[Data shown — start]
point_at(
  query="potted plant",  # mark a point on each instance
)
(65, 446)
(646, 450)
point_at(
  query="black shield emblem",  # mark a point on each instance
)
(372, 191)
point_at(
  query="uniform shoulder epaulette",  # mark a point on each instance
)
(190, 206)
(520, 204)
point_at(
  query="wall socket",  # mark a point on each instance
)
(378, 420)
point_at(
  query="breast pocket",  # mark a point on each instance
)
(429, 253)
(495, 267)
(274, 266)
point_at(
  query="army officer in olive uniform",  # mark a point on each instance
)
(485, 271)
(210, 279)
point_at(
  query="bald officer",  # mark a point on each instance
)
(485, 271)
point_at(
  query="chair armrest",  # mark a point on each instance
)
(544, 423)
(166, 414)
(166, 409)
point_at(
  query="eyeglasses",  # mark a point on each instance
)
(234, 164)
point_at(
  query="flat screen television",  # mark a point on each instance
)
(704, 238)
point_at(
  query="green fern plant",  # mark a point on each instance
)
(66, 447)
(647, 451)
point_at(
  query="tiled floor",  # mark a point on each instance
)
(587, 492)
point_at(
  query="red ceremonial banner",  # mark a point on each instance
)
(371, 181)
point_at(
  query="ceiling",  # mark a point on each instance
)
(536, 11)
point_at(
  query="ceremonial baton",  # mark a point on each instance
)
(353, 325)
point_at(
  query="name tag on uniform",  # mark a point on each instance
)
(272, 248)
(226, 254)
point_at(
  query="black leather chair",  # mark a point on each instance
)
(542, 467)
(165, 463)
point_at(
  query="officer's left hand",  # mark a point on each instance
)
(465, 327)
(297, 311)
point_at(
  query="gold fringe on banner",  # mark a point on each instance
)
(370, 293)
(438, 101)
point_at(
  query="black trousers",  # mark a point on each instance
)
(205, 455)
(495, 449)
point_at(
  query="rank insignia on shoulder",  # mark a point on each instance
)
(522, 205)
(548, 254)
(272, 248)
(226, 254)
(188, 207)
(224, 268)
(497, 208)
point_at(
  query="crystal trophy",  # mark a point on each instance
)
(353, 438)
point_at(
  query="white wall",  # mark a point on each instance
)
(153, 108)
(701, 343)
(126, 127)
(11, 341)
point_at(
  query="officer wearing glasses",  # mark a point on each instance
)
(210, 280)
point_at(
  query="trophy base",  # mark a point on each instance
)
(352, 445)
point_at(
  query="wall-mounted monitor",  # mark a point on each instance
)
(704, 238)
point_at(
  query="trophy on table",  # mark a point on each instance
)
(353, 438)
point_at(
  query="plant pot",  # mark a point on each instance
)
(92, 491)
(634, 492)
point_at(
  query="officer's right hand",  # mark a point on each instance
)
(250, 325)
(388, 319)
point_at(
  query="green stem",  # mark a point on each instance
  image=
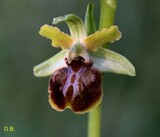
[Data shown — finish]
== Required work ==
Return all records exactly as they stand above, except for pictures.

== Written answer ==
point_at(
  query="potted plant",  # mark a point on each instance
)
(65, 446)
(646, 450)
point_at(
  query="black shield emblem",  # mark a point on each instance
)
(372, 191)
point_at(
  query="uniform shoulder epaulette",  # mark a point on each instance
)
(190, 206)
(520, 204)
point_at(
  query="wall socket",  # mark a point on each instance
)
(378, 420)
point_at(
  query="breast pocket",  # mark a point on each instance
)
(429, 253)
(495, 267)
(274, 266)
point_at(
  query="army officer in olive uniform",  # mark a point on each instance
)
(485, 271)
(210, 279)
point_at(
  query="bald officer",  # mark a point on each instance
)
(485, 271)
point_at(
  query="chair armrest",  # mark a point on each instance
)
(544, 423)
(166, 414)
(166, 409)
point_at(
  query="eyeglasses",  # mark a point on each instance
)
(234, 164)
point_at(
  query="flat screen television",  # mark a point on each instance
)
(704, 238)
point_at(
  query="green fern plant",  # mark a point on each instance
)
(66, 447)
(647, 451)
point_at(
  query="tiled floor",  # mark a point on each instance
)
(587, 492)
point_at(
  query="red ceremonial banner",  # mark a point on each instance
)
(371, 181)
point_at(
  query="ceiling",  # mark a point on each instance
)
(536, 11)
point_at(
  query="ceremonial baton",  # mark a point on each instance
)
(353, 325)
point_at(
  query="name tag on uniform",  # mark a point on each instance
)
(272, 248)
(226, 254)
point_at(
  query="black leather chair",  # mark a point on each instance
)
(542, 467)
(165, 463)
point_at(
  query="officer's left hand",  # mark a point on each instance
)
(465, 327)
(297, 311)
point_at(
  query="gold fringe on banner",  # mark a point on each instance
)
(370, 293)
(438, 101)
point_at(
  query="black trousers",  # mark a point on each instance
)
(205, 455)
(495, 449)
point_at(
  query="rank insignia on shoulder",  # mark a point on each instance
)
(522, 205)
(548, 254)
(272, 248)
(226, 254)
(188, 207)
(224, 268)
(497, 208)
point_at(
  query="crystal trophy",  # mark a point on each instance
)
(353, 438)
point_at(
  query="white wall",  # mark a point on each instance
)
(153, 108)
(701, 343)
(126, 127)
(11, 341)
point_at(
  query="officer wearing glasses",  # mark a point on each instance
)
(210, 280)
point_at(
  query="trophy base",  # mark a point on each instance
)
(352, 445)
point_at(
  query="wall-mounted monitor",  # mark a point on each instance
)
(704, 238)
point_at(
  query="trophy on table",  # mark a point on each instance
)
(353, 438)
point_at(
  query="plant pot",  # mark a point on each instance
)
(92, 491)
(634, 492)
point_at(
  query="officer's right hand",  # mark a point on each instance
)
(250, 325)
(388, 319)
point_at(
  query="green stem",  # mark a point on each instance
  image=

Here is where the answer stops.